Here are eight options we considered for financing our international purchases:

1 – Pay cash

If you have the cash to buy outright, paying cash is an option to consider. Sellers love the hassle-free, quick close of a cash transaction. Cash makes you a desirable buyer, and you might negotiate a better price or win a bidding war as the trouble-free buyer.

However, you also need to consider what else you could do with that money, and whether or not you want that much of your cash tied up in one deal.

Cash wasn’t an option for us, as the places we were considering were selling for more than our available cash. Next!

2 – Look for seller financing or owner financing

We looked at a development where the builder was offering some financing. Even some standalone properties had owners willing to provide financing. However, the deals we looked at still required a significant amount of cash (50% or more down), and interest rates were in the 8-12% range, so the financing didn’t provide that much more flexibility than paying all cash.

■ **Required tasks**
a) In the text on financing international purchases, what interest rate range came with the seller or owner financing deals that were considered?
b) Pick up the text on financing international property purchases after its last sentence and write the next part.

■ **Stored records**
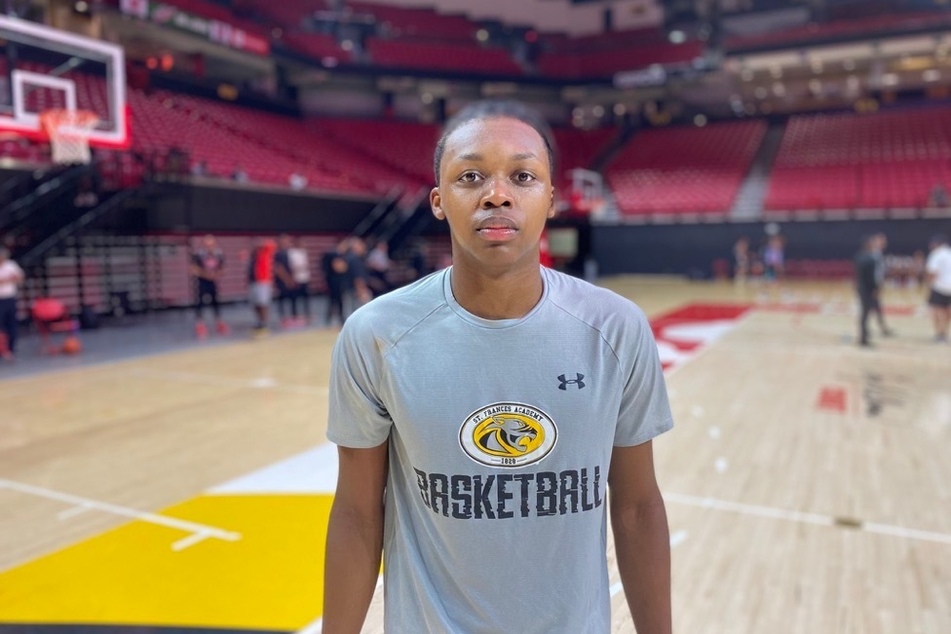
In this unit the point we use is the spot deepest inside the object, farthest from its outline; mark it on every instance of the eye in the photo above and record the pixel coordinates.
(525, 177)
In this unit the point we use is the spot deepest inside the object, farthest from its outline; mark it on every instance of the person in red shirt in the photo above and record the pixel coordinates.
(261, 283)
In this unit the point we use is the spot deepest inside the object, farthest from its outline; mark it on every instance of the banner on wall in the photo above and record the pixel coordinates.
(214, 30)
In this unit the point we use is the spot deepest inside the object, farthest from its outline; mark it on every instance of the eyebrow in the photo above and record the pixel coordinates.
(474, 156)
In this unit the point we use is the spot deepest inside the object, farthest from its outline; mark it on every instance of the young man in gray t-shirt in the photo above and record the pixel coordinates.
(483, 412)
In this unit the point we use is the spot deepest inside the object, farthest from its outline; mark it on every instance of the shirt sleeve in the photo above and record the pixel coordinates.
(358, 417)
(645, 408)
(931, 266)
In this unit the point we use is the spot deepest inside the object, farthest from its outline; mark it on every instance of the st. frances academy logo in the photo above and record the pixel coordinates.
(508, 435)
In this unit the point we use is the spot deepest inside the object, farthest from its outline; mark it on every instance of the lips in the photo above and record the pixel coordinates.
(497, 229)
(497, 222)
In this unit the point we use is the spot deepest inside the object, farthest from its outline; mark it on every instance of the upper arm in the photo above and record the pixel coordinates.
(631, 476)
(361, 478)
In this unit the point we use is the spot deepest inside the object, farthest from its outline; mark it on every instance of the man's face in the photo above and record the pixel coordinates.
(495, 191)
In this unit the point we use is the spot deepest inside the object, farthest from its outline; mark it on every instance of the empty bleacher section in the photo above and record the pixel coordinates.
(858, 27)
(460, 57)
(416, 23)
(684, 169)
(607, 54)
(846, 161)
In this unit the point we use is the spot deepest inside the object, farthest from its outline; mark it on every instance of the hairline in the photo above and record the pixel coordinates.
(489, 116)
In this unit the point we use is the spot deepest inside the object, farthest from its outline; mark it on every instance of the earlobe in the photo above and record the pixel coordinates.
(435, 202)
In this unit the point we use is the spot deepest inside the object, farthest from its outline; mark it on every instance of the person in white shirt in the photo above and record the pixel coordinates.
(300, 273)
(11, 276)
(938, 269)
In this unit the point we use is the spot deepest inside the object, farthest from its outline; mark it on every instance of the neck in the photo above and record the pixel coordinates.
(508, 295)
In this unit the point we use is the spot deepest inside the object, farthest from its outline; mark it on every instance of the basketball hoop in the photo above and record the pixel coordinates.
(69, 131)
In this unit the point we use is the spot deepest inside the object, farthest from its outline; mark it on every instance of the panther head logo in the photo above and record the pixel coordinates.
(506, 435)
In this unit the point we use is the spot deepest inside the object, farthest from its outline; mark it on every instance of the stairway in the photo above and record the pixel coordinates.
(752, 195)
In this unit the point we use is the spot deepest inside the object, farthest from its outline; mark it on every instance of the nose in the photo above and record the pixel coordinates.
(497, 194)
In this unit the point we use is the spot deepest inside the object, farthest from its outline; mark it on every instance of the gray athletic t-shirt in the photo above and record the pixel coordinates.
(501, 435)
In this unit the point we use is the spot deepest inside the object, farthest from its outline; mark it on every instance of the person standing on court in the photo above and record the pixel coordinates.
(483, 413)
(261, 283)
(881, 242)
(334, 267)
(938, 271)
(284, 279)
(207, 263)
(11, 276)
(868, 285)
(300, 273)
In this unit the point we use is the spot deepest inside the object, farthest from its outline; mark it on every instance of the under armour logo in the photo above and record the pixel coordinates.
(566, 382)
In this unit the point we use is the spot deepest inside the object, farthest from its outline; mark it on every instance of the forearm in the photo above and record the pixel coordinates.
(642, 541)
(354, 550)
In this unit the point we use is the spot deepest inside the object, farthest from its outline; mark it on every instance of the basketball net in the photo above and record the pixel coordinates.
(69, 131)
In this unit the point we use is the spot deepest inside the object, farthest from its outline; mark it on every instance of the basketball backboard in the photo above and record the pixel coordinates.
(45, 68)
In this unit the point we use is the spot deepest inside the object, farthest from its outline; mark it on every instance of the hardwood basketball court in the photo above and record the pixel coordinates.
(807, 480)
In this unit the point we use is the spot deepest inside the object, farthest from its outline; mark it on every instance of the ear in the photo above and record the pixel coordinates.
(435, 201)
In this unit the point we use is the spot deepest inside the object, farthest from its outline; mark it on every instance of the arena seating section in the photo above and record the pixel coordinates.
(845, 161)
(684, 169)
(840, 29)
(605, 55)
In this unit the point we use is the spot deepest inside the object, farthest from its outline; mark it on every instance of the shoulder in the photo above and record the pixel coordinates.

■ **Results in order**
a) The interest rates were in the 8-12% range.

b)
In the end, we didn’t opt for one of the properties that came with financing, but even if we did, we probably would have looked for alternatives to the seller financing / owner financing we did see. Next!

3 – Borrow traditionally / get a mortgage from a bank

For purposes of comparison, we looked at traditional borrowing options – i.e., getting a mortgage from a bank. The real estate professionals we consulted — real estate agents and even our real estate attorney – corroborated the general Internet research we found: it’s hard and costly for foreigners to get a mortgage from a bank.

Interest rates are in the double-digits, borrowing limits are low, and options are limited. Next!

4 – Find a money partner to fund the deal

If we can’t get funding from a bank, the builder or the owner / seller, then we still might get financing from a money partner willing to fund the deal in exchange for profits. Given that this was our first purchase both internationally and in Costa Rica specifically, we probably weren’t desirable partners, as we had no track record or specialized knowledge.

We also didn’t find deals where the profit margin had enough upside for a money partner to be interested. Next!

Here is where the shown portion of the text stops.